**WHAT NEEDS TO BE DONE:**
Please count the lines in the entries below that contain the string "tree", treating uppercase and lowercase letters as different, and reply with the number alone.

(Rows from a dataset)

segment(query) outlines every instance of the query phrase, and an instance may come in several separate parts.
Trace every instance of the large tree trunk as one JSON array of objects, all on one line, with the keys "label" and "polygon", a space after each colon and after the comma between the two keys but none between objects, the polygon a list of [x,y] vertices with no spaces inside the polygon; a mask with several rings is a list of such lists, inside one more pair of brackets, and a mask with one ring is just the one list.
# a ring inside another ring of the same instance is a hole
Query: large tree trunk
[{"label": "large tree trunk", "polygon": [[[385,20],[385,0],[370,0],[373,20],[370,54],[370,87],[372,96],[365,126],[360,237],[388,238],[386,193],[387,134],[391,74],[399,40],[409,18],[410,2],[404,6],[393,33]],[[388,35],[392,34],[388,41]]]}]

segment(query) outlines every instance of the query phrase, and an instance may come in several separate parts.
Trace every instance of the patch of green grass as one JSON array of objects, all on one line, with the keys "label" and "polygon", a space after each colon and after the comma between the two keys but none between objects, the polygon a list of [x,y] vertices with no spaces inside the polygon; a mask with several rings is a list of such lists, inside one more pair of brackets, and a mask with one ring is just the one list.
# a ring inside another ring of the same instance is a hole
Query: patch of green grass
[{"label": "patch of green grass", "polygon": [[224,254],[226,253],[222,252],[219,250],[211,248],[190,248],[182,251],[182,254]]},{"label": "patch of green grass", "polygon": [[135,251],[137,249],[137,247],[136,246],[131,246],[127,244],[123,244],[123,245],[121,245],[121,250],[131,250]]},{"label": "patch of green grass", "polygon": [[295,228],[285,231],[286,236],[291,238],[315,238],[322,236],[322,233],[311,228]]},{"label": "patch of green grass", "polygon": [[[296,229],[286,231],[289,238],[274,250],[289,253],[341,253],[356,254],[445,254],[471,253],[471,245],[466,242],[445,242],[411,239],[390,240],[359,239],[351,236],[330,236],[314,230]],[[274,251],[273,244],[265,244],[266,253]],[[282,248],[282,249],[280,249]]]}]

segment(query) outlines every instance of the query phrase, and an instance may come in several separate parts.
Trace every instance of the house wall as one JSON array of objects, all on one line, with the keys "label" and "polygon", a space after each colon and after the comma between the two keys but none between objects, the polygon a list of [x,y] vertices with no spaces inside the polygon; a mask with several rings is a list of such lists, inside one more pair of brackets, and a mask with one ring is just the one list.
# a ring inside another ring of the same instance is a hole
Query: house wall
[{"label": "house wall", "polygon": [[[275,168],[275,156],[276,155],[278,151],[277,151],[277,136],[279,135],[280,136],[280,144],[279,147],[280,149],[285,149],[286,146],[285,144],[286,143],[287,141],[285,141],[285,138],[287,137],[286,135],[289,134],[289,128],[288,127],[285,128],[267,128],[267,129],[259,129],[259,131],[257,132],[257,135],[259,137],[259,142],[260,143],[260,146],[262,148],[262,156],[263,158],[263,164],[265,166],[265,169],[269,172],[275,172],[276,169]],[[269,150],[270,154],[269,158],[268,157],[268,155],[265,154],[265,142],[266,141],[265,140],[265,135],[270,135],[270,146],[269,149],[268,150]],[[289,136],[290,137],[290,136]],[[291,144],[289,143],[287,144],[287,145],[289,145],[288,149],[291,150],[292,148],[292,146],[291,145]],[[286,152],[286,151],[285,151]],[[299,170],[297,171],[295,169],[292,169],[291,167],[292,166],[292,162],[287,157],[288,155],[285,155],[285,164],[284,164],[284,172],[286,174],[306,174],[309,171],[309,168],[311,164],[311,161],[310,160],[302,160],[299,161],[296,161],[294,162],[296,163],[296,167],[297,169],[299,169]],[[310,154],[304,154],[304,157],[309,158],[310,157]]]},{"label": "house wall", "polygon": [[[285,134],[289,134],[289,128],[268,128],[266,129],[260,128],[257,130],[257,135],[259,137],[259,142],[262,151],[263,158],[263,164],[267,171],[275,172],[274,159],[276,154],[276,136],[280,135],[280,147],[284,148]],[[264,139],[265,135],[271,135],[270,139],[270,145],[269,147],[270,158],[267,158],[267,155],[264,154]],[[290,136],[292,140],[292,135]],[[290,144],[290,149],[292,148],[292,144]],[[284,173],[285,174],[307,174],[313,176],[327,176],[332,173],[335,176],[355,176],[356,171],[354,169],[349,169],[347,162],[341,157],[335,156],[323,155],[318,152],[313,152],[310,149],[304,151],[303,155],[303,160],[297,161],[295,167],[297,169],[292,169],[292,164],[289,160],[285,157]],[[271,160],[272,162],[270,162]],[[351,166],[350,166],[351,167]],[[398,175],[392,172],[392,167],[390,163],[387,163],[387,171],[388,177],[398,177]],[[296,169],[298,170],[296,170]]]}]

**ANSWER IN FULL:**
3